*Task description*
From the entries below, extract every line that contains the word "muddy" and copy each one unchanged.

*Data to process*
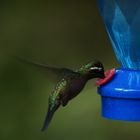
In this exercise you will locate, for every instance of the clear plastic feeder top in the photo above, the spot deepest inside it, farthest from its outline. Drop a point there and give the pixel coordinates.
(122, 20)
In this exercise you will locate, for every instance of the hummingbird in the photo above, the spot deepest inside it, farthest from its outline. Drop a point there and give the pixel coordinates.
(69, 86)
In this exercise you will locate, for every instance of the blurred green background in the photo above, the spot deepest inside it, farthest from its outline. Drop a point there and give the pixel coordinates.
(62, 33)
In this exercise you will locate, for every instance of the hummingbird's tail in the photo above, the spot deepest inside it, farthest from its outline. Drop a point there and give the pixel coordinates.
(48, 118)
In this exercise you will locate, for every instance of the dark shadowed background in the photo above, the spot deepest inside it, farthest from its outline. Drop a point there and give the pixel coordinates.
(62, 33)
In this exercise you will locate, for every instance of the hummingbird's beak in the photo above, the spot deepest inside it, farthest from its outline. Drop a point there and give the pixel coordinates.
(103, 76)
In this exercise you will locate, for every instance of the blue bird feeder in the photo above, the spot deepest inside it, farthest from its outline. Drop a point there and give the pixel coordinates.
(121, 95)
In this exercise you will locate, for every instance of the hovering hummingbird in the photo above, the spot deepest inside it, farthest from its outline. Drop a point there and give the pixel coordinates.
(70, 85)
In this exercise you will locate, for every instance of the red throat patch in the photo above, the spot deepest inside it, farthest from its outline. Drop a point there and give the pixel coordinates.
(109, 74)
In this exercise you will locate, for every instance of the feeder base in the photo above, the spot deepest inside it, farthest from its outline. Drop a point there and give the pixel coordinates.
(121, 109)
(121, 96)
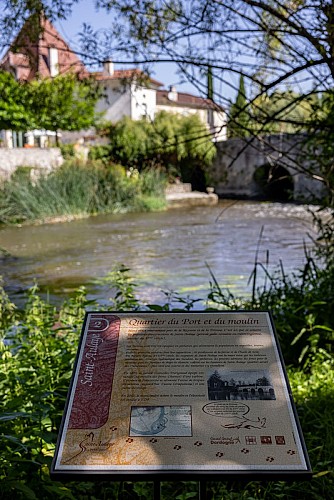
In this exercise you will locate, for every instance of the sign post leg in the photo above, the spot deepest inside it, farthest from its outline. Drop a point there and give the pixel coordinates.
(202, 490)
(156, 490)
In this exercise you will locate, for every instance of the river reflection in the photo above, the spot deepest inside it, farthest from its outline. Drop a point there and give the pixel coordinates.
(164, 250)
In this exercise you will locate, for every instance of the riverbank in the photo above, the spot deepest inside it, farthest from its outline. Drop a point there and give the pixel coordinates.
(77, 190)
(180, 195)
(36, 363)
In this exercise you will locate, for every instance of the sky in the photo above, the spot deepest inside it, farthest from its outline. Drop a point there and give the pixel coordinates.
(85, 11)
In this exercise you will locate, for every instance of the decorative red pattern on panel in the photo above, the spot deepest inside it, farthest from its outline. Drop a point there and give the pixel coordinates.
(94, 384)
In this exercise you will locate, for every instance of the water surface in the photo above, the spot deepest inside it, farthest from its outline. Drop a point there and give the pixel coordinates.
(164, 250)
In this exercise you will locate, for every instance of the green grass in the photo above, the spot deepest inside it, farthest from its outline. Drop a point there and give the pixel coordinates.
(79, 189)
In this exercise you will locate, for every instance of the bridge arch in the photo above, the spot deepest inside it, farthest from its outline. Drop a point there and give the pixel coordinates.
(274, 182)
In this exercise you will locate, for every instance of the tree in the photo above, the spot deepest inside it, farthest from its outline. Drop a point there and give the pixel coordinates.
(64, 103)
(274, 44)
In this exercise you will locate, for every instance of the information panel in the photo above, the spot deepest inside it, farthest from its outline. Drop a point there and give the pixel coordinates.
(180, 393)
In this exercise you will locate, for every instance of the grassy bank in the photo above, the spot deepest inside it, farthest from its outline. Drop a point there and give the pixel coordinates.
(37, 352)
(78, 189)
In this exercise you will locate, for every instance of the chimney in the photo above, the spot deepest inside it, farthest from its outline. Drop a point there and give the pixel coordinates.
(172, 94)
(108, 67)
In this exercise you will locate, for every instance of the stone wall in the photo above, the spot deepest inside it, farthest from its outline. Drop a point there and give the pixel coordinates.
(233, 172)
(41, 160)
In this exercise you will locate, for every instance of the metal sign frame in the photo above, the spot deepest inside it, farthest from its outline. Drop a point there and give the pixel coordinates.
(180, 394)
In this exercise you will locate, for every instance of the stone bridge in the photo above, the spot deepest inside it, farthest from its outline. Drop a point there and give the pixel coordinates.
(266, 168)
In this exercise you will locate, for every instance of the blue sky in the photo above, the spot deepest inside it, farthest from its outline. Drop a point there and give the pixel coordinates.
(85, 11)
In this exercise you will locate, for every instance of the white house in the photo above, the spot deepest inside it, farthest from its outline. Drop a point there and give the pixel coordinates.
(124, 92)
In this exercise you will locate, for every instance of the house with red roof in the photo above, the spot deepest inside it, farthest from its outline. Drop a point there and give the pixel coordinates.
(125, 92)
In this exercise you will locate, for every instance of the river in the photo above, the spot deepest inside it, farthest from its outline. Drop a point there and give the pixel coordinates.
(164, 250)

...

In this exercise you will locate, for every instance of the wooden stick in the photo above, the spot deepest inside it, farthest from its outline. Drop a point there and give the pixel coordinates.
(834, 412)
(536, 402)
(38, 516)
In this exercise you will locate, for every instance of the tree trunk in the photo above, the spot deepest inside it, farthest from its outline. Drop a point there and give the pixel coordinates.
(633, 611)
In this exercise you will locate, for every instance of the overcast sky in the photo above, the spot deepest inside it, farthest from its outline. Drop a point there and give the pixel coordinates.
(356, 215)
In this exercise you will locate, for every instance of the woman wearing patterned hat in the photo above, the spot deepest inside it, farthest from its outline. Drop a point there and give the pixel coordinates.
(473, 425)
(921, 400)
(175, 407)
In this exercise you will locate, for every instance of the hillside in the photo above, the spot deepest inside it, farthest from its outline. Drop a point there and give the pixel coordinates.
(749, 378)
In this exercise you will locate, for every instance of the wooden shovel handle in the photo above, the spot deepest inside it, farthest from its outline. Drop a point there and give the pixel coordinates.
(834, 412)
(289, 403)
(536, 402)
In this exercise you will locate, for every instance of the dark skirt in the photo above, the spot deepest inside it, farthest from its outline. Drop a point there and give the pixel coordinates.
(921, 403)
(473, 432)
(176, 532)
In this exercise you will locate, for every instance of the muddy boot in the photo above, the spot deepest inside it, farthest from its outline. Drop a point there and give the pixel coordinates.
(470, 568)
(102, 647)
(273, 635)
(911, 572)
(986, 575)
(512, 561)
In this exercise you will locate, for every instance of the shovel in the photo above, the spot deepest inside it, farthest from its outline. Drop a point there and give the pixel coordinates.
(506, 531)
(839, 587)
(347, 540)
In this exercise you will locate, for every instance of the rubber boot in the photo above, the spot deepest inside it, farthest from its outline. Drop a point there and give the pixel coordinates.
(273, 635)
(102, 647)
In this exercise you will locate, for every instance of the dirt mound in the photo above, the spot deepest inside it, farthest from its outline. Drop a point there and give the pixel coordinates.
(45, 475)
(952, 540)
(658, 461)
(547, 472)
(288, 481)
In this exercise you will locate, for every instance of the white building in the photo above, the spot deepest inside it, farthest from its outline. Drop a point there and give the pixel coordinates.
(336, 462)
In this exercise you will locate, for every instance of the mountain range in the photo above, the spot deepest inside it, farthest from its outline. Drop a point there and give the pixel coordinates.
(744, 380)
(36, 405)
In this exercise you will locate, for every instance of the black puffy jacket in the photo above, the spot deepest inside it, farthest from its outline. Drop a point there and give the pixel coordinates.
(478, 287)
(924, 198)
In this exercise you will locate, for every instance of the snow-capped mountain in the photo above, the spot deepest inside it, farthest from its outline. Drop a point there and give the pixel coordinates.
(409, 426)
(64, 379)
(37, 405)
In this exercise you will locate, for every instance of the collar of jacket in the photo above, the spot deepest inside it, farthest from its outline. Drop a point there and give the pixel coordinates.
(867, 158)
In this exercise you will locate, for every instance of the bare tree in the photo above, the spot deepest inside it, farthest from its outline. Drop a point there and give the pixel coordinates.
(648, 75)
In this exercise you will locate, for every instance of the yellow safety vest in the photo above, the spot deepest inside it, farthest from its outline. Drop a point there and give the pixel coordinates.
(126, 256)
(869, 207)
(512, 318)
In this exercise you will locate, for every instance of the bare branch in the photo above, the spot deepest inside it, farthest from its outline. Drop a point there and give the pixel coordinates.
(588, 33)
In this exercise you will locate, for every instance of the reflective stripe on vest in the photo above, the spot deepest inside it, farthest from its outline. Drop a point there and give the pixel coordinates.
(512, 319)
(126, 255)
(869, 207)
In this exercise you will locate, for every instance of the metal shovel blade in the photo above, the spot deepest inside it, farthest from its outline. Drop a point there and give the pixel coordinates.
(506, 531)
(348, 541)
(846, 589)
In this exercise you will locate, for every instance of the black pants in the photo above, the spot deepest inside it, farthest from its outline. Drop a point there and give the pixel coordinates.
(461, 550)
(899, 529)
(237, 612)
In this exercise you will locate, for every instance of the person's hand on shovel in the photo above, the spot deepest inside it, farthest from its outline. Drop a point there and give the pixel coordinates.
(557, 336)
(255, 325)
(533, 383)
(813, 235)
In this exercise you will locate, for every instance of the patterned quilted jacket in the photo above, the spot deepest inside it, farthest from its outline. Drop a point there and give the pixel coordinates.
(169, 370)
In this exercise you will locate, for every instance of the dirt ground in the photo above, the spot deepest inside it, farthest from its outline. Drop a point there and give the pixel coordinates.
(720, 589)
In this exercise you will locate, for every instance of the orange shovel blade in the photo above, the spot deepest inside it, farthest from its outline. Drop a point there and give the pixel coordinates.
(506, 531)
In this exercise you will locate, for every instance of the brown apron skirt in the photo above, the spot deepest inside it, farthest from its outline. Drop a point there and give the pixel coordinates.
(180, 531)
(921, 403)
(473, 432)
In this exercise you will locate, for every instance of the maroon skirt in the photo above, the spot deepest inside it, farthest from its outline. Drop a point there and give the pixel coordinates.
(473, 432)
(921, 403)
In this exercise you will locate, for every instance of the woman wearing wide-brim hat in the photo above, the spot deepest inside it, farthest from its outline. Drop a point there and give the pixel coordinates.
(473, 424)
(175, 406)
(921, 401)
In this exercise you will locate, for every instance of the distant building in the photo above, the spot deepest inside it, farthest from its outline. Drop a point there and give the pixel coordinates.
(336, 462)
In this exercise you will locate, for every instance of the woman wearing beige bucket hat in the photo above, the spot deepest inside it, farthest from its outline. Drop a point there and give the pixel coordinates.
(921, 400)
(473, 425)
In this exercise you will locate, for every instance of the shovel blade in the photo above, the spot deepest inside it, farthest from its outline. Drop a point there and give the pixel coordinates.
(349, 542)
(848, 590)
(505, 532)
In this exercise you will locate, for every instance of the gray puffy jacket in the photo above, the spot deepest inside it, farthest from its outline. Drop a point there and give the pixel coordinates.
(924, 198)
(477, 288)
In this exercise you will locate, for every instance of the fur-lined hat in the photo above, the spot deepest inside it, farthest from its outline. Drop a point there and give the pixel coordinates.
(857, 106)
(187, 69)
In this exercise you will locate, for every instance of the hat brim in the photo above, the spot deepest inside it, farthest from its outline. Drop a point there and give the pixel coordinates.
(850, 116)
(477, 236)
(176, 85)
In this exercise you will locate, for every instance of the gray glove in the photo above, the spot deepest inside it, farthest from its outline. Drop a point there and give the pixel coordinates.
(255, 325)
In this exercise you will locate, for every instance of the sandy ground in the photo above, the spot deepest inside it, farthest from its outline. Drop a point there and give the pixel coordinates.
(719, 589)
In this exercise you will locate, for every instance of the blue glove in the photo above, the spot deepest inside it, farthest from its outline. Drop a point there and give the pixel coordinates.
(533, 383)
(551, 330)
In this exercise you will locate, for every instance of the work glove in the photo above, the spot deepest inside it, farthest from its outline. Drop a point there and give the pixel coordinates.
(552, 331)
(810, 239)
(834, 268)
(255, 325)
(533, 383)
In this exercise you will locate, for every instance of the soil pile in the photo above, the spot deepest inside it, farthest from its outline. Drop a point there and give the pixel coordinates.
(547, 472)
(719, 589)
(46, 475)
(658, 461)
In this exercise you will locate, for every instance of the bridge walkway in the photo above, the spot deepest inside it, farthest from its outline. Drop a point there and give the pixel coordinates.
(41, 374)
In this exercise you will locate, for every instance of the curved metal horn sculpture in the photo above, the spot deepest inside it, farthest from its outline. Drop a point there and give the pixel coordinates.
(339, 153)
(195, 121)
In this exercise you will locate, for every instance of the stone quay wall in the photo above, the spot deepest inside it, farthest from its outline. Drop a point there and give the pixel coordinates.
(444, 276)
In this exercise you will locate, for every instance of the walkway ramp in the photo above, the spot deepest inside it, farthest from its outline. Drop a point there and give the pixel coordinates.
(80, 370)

...

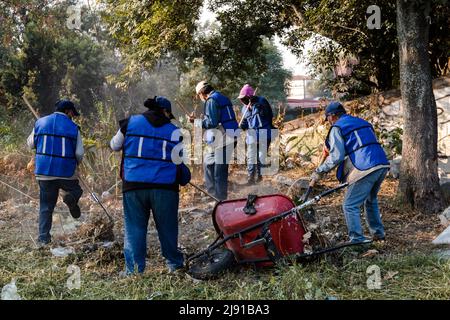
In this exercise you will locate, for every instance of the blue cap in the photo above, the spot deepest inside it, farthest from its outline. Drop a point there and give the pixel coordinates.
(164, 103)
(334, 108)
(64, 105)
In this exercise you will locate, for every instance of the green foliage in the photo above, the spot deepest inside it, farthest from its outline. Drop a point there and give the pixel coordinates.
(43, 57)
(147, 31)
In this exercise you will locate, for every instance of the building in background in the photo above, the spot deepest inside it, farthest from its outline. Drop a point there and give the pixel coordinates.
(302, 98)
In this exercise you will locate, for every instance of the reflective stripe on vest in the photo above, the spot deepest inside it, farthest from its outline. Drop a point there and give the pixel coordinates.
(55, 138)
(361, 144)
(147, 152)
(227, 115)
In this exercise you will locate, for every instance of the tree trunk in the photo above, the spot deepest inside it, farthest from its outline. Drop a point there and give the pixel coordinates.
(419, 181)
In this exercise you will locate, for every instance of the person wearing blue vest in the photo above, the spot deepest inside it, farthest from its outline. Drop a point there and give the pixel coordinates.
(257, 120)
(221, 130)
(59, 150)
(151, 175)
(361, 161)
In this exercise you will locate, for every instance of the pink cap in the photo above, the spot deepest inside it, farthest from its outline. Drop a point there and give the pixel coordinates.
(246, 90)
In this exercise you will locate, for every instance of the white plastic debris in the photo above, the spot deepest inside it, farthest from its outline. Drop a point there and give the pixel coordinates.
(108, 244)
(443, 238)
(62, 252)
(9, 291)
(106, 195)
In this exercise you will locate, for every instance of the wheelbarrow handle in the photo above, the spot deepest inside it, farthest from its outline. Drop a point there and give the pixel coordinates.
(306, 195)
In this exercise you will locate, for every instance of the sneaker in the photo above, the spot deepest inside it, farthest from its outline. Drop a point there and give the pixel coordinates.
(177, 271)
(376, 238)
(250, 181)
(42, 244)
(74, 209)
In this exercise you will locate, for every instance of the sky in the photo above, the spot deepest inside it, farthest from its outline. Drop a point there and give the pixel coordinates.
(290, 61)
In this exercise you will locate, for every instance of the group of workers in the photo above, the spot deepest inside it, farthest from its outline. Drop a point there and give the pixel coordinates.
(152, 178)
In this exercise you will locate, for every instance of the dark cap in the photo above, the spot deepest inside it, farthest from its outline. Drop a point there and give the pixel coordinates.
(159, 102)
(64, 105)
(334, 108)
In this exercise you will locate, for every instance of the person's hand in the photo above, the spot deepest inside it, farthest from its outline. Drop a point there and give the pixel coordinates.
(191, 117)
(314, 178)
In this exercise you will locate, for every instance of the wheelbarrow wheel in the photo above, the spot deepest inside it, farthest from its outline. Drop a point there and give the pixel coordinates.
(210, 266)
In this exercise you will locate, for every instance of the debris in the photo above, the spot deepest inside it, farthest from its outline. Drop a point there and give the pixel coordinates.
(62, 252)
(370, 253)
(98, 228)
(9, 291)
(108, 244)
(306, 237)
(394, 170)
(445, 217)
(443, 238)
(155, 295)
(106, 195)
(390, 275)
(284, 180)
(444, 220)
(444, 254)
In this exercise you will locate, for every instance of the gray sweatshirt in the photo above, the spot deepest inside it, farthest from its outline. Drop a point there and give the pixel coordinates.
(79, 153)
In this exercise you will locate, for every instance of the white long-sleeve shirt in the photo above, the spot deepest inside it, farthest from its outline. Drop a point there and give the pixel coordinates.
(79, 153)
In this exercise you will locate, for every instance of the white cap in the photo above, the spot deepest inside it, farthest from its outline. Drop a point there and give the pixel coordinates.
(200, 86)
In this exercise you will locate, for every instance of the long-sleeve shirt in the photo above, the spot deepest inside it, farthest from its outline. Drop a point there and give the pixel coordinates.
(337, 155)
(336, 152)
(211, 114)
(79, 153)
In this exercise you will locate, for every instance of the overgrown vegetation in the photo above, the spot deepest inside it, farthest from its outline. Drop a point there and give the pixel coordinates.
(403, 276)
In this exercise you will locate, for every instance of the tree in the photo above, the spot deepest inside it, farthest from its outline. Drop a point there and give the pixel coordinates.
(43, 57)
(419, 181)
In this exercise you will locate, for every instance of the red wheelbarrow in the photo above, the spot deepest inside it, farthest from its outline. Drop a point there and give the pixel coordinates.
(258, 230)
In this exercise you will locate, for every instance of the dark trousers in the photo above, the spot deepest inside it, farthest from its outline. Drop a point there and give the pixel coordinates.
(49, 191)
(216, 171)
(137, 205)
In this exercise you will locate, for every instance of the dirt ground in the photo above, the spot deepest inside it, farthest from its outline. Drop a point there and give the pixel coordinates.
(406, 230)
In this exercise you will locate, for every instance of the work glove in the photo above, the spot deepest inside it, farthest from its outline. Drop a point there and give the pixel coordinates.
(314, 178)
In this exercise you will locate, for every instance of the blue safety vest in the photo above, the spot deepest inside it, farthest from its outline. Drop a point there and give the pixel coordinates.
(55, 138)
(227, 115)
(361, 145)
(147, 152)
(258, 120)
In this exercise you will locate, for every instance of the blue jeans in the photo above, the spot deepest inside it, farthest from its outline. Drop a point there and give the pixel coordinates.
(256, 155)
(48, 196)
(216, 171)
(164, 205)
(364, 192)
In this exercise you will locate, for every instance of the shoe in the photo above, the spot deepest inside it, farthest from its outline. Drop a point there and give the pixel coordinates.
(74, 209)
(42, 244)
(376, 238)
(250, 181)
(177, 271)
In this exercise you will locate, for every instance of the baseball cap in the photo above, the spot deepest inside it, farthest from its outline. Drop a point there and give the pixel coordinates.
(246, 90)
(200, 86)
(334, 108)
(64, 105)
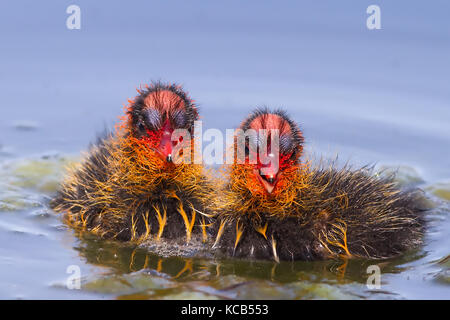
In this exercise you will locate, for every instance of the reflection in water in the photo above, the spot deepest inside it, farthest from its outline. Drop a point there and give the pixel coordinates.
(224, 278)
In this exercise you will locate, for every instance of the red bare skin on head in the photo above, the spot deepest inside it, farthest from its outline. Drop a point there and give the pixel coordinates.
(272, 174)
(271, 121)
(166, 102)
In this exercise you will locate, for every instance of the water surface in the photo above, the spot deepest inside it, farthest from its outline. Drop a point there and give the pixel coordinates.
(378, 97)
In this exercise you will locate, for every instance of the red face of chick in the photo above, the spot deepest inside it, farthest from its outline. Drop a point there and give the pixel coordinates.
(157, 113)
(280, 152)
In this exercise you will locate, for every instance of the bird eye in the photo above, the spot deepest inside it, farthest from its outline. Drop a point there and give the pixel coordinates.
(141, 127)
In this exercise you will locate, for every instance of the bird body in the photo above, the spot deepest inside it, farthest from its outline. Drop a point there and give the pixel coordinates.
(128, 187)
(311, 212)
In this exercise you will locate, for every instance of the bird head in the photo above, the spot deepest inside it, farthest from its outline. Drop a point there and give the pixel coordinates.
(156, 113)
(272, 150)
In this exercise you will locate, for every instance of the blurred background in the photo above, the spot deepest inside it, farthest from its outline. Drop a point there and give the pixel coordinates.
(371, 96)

*Result of this exercise*
In this exercise you will locate, for every instance of the muddy boot in the photo above, the spot deepest inside it, farthest from its outline. Drop a point there and give the pixel coordinates.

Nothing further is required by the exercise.